TASKS AND EXERCISES:
• A. List the main contentions the plaintiffs raised, as set out in the judgment excerpt.
• B. Reproduce word for word the part of the judgment excerpt between "5. In April" and "each and damages.", inclusive.

SUPPLIED PASSAGE:
◇ ◇ ◇ ◇

Nasiruddin And Another v. Deokali And Others

(High Court Of Judicature At Patna)

| 04-12-1928

Courtney-Terrell, C.J.The facts of this case are simple. The plaintiffs own a plot of land No. 157 on the west side of and adjoining the Mangal Bazar road. A part of this plot is occupied by their house and a strip along the southern edge has been left waste save that a well has been sunk in the middle. By means of this strip it is possible to pass from the road to the rear of the house occupied by the defendant which does not adjoin the road but is situated at some distance further to the west.

2. At the western end of the strip is a wall belonging to the plaintiff and a door in it through which one must pass in order to go from the strip to the land at the rear of the defendants house. The two plots of land are owned by the municipality and the plaintiffs and the defendant are permanent tenure-holders as were at all material times their predecessors in title. By the year 1900 the defendants predecessor had established a privy at the rear of his house and it was cleared by the municipal methrani who passed from the Mangal Bazar road over the strip of land to the south of the plaintiffs house, north of the well and through the door in the wall. The methrani has taken this course since the year 1900 and the defendant claims to have acquired by prescription since that time an easement over the plaintiffs land by which he has the right to have his privy cleared by this route.

3. The plaintiffs raised three main contentions: (a) That there was an interruption in the enjoyment of the alleged easement by which the period of prescription was broken; (b) They alleged that no easement was in any case acquired and that the defendant had not established that his exercise thereof was of right but that it was merely permissive; and (c) that the relation of adjoining permanent tenure-holders is such that in law one cannot acquire an easement over the land of the other.

4. Ross, J. has decided this case on the first ground holding that the interruption alleged by the plaintiffs was sufficient to break the period of prescription. The facts relevant to this issue are as follows:

5. In April 1920 at a date which preceded the expiry of 20 years from the date when the method of clearance may for the purposes of this case be taken to have begun, the plaintiffs closed and locked the door in their wall. The defendant desiring to have his privy cleared by the way used for nearly 19 years requested the municipal authorities who are defendants 2 to break a hole through the wall a few paces south from the door. This defendant 2 did and their methrani continued to pass over the strip but left it not by the door but by the passage newly opened in the wall and in order to approach this passage passed south of the well instead of north of it as formerly. The plaintiffs in September 1922 commenced proceedings against defendant 1 and against defendant 2 claiming an injunction against each and damages.

◇ ◇ ◇ ◇

GIVEN DATA:
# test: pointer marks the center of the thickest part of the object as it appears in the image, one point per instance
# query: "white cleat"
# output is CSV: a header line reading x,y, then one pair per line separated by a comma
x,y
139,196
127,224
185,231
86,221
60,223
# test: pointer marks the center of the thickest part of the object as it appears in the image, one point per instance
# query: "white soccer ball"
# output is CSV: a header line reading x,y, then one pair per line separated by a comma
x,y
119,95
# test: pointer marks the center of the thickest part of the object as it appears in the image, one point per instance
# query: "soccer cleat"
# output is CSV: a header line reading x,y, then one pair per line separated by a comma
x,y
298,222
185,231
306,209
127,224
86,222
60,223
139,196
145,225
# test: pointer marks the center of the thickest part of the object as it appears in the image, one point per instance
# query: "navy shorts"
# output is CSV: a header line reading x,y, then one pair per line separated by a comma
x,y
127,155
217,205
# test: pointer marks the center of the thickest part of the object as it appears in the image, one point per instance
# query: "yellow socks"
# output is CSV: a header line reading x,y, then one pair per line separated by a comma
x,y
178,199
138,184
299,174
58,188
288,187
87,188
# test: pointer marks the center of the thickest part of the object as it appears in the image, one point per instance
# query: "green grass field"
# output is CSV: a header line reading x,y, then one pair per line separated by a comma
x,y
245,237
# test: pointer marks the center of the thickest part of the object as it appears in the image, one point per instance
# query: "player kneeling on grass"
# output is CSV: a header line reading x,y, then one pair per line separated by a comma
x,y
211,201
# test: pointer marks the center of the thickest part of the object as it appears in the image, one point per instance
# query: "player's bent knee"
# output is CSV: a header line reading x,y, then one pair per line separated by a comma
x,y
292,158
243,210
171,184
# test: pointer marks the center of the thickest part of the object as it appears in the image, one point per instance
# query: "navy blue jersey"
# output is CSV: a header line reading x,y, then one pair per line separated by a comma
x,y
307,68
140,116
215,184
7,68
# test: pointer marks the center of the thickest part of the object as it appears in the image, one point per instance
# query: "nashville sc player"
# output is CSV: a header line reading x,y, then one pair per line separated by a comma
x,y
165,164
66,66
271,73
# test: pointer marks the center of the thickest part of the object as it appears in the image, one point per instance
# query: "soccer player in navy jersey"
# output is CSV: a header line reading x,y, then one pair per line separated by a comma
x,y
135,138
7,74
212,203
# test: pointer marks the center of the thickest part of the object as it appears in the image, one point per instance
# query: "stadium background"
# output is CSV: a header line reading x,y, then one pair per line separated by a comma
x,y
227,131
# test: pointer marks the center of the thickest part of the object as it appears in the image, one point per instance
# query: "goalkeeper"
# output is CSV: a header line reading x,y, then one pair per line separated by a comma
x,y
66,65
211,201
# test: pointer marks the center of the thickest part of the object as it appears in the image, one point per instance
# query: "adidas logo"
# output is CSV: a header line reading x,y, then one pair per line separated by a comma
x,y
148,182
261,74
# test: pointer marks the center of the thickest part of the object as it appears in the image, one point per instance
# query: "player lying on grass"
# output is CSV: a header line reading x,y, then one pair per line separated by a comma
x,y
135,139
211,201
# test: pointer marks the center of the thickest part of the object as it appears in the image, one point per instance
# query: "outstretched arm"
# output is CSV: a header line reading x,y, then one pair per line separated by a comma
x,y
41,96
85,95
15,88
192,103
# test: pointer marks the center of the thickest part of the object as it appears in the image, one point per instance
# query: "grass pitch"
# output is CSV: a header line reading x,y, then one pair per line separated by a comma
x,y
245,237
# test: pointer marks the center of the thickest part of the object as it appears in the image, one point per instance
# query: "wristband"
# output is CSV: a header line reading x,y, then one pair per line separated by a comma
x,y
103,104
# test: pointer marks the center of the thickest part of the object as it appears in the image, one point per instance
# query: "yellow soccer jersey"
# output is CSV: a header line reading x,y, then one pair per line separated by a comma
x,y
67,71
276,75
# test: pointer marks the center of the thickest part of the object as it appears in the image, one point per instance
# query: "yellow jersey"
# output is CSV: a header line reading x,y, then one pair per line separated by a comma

◇ ◇ ◇ ◇

RESULTS FOR THE EXERCISE:
• A.
(a) An interruption in the enjoyment of the alleged easement broke the period of prescription.
(b) No easement was acquired in any case, and the defendant had not shown that his exercise of it was of right rather than merely permissive.
(c) Under the relation of adjoining permanent tenure-holders, one cannot in law acquire an easement over the land of the other.

• B.
5. In April 1920 at a date which preceded the expiry of 20 years from the date when the method of clearance may for the purposes of this case be taken to have begun, the plaintiffs closed and locked the door in their wall. The defendant desiring to have his privy cleared by the way used for nearly 19 years requested the municipal authorities who are defendants 2 to break a hole through the wall a few paces south from the door. This defendant 2 did and their methrani continued to pass over the strip but left it not by the door but by the passage newly opened in the wall and in order to approach this passage passed south of the well instead of north of it as formerly. The plaintiffs in September 1922 commenced proceedings against defendant 1 and against defendant 2 claiming an injunction against each and damages.